### WHAT THE TASK ASKS:
Every line below should be copied exactly; drop the pictures.

TASK INPUT START

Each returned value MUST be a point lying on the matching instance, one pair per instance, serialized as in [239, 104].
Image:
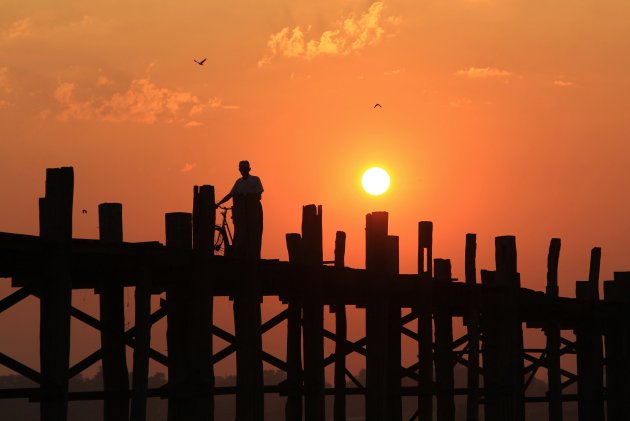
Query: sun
[375, 181]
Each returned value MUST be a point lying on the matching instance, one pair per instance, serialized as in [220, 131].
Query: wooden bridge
[495, 312]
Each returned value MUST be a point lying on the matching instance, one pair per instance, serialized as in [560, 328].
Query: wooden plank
[341, 335]
[589, 347]
[394, 332]
[503, 339]
[472, 326]
[425, 247]
[112, 314]
[179, 230]
[294, 405]
[55, 292]
[617, 341]
[249, 368]
[203, 218]
[444, 358]
[376, 320]
[142, 297]
[313, 317]
[552, 331]
[425, 324]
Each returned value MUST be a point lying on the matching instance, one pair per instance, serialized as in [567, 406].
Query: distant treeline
[23, 410]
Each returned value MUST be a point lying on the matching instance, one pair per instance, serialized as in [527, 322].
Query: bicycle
[223, 238]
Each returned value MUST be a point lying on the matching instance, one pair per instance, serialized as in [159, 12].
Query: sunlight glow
[375, 181]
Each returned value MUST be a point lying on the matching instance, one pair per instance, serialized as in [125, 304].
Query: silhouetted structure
[52, 265]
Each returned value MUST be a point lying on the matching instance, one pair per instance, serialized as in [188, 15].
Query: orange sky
[499, 117]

TASK INPUT END

### EXERCISE RESULT:
Each returned value MUST be a point lying on the matching instance, one pair per instance, serialized as in [239, 104].
Image:
Query: sun
[375, 181]
Each returned value MUST be a point lying on the matching instance, one pair per instance, serialized as in [220, 131].
Query: wooden bridge
[495, 312]
Each returned value MUST be a point lying on the matching instance, one pair per instance, serialized as in [560, 328].
Query: wooden plank
[341, 335]
[589, 347]
[394, 332]
[503, 339]
[472, 326]
[425, 247]
[112, 314]
[179, 230]
[294, 405]
[55, 292]
[617, 341]
[249, 368]
[203, 218]
[444, 358]
[376, 320]
[142, 297]
[313, 317]
[552, 331]
[425, 324]
Each returned value MUST be a point lying on the matching instance, one pair per instance, serialized as in [567, 406].
Query: distant treeline
[23, 410]
Each returned value MUST be a point lying on the matching instance, one pair per instance, serialized as in [527, 322].
Query: bicycle
[223, 238]
Each returned value MUST be a point lying on the matching instance, one pair per instance, serialized as in [159, 12].
Query: sunlight glow
[375, 181]
Each returned value MUST be a point lying on the matching instance, one pair per instance, serialized as in [125, 304].
Query: silhouetted structure
[52, 265]
Each returned value MUST be a point lying on the matching instance, one pair per instance, serialized as in [188, 15].
Query: orange sky
[499, 117]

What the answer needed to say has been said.